[Aim] Pull out every line of the rows that contains the string "floor", treating uppercase and lowercase as different.

(Pointing entries for labeled objects)
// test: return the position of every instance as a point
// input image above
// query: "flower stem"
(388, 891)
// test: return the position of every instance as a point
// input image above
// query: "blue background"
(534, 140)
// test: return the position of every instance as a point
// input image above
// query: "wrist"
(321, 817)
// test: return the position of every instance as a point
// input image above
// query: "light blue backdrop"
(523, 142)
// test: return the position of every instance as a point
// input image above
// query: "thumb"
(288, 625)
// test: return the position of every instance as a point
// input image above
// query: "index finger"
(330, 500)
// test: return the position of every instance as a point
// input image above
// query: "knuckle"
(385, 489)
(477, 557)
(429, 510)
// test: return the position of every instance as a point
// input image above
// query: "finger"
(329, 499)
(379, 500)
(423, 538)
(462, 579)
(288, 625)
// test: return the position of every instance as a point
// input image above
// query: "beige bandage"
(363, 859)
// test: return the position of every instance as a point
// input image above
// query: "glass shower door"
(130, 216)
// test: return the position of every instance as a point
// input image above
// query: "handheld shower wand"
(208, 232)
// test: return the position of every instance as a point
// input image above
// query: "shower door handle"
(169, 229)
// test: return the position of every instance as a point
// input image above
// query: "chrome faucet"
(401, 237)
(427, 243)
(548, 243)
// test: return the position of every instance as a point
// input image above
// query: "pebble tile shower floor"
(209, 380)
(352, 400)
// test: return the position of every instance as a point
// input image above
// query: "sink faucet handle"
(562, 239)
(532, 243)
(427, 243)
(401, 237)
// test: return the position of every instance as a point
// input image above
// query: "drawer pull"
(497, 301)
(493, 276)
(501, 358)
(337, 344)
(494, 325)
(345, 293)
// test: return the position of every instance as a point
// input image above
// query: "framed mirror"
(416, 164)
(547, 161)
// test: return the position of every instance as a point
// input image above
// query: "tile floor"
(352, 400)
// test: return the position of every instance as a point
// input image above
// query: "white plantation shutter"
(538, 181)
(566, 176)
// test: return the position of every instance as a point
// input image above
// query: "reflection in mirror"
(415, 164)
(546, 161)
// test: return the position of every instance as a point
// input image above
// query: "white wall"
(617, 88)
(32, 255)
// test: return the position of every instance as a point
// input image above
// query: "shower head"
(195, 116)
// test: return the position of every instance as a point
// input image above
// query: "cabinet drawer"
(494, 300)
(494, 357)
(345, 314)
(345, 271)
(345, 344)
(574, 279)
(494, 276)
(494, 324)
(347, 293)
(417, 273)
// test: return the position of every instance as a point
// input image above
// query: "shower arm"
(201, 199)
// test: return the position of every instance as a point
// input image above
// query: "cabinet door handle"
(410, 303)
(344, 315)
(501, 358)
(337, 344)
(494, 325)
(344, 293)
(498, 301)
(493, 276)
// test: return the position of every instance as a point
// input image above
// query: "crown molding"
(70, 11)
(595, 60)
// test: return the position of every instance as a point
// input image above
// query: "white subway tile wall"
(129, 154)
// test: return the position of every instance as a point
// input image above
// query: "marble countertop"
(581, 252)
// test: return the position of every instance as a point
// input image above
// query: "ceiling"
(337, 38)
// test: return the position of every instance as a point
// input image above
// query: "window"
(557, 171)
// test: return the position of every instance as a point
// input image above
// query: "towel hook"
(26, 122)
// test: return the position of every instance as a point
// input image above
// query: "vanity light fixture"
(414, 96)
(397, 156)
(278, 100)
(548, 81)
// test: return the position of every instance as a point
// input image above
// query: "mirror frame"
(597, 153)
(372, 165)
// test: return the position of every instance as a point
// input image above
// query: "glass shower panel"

[In response]
// query: "pebble tile shower floor"
// query: "tile floor"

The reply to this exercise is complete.